§ Yapılacak iş
Aşağıdaki veride "# Provide the mask of every instance of the antler" ifadesini içeren satırla açılıp "--target=antler handle staff" ifadesini içeren satırla kapanan bölümü, iki uçtaki satırlar da dahil, her satırı ayrı bir dize olan bir JSON listesi olarak ifade edin. Boş satırları listeye koymayın.

§ Kaynak veri
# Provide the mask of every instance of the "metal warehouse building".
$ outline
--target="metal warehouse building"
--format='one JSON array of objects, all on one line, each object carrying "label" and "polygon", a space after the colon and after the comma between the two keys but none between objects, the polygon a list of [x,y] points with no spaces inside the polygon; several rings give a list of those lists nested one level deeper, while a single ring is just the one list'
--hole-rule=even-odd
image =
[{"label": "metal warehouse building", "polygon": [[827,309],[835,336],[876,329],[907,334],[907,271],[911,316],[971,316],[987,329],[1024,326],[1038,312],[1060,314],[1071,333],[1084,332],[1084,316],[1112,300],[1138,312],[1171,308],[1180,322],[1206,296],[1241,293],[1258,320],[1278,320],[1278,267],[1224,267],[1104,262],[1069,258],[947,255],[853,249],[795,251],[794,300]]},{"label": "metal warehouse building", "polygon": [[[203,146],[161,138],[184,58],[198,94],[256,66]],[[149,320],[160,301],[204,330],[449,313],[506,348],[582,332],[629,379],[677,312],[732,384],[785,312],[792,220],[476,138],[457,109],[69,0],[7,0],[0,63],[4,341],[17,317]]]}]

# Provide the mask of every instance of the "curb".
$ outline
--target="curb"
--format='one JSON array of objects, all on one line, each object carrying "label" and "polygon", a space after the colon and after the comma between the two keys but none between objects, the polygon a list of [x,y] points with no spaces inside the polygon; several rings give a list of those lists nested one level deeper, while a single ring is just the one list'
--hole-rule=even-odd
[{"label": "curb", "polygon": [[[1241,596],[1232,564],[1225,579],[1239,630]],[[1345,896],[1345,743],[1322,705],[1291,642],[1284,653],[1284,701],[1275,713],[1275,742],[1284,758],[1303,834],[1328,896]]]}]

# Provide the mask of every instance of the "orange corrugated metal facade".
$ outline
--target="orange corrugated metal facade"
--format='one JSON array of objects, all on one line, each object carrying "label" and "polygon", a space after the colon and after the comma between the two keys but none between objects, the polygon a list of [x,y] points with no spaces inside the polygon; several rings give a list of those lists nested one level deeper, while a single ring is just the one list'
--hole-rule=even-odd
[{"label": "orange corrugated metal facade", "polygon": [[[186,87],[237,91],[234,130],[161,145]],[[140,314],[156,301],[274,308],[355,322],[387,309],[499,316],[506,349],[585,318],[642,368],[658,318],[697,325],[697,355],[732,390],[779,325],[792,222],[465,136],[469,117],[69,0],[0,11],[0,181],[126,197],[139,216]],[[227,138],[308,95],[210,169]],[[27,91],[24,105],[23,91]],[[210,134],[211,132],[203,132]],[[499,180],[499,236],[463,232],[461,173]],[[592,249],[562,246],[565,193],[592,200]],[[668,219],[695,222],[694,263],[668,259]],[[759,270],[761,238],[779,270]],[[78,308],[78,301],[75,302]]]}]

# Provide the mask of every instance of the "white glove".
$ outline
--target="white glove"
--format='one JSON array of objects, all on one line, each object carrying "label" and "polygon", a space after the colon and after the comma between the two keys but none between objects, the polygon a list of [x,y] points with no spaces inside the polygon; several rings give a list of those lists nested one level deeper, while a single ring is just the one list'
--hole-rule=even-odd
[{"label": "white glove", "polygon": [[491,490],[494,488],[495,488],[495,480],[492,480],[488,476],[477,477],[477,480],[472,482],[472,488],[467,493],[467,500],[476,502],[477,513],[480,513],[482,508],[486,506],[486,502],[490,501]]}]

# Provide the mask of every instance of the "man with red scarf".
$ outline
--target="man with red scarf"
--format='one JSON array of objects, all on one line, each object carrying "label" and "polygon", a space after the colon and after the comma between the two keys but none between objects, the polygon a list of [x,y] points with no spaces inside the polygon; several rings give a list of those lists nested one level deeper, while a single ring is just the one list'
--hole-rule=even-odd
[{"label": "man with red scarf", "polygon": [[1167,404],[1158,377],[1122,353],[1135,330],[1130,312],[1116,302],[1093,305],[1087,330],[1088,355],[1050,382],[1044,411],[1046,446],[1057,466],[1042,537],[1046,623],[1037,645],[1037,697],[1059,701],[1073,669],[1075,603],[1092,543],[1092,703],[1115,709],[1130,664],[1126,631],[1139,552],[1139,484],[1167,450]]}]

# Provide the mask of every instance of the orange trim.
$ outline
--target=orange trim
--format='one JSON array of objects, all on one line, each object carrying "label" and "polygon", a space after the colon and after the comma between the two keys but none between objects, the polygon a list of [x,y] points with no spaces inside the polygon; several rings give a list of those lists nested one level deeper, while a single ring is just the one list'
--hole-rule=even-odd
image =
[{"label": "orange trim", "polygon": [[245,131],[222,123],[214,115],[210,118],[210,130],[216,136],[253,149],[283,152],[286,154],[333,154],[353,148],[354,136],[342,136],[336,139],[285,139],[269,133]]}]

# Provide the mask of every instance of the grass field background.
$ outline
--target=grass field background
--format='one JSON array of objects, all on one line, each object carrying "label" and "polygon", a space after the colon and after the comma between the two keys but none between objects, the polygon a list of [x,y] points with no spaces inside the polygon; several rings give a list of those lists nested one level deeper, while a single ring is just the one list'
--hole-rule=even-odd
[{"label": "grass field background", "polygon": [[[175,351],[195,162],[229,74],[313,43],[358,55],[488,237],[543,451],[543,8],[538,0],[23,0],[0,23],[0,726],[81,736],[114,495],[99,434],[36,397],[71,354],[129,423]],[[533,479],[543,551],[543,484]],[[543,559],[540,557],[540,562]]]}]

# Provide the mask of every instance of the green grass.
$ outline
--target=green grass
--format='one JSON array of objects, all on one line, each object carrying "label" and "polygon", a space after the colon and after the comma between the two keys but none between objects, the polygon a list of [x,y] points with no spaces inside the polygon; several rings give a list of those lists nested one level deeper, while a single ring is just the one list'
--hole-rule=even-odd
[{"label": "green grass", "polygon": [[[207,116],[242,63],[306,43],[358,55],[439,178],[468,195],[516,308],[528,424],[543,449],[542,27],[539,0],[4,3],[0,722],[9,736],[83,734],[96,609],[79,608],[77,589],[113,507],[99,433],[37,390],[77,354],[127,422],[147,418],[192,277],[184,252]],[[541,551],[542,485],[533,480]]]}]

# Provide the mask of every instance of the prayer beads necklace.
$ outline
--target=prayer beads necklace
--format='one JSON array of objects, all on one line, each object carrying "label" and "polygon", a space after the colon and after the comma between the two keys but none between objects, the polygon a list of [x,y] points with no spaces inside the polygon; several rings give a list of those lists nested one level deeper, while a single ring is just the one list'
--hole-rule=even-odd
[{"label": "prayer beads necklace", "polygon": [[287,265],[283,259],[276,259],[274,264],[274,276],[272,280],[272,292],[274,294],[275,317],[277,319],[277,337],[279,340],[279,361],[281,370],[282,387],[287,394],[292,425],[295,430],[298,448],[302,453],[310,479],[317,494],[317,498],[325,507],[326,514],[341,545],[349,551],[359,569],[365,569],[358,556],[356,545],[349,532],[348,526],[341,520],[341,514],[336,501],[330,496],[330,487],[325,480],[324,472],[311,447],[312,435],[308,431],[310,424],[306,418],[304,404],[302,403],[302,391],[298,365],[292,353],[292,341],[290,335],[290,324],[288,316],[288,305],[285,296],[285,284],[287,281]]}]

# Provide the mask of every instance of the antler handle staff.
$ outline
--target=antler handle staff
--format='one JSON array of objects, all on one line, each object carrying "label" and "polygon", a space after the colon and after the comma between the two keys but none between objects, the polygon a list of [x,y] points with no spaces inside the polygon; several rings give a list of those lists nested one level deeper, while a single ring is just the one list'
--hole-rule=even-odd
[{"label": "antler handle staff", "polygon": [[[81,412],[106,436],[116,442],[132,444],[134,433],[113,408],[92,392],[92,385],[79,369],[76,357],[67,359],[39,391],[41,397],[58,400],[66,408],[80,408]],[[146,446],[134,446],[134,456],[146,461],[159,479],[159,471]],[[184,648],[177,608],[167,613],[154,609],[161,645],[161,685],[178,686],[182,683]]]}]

§ Alıştırmanın çözümü
[
  "# Provide the mask of every instance of the antler handle staff.",
  "$ outline",
  "--target=antler handle staff"
]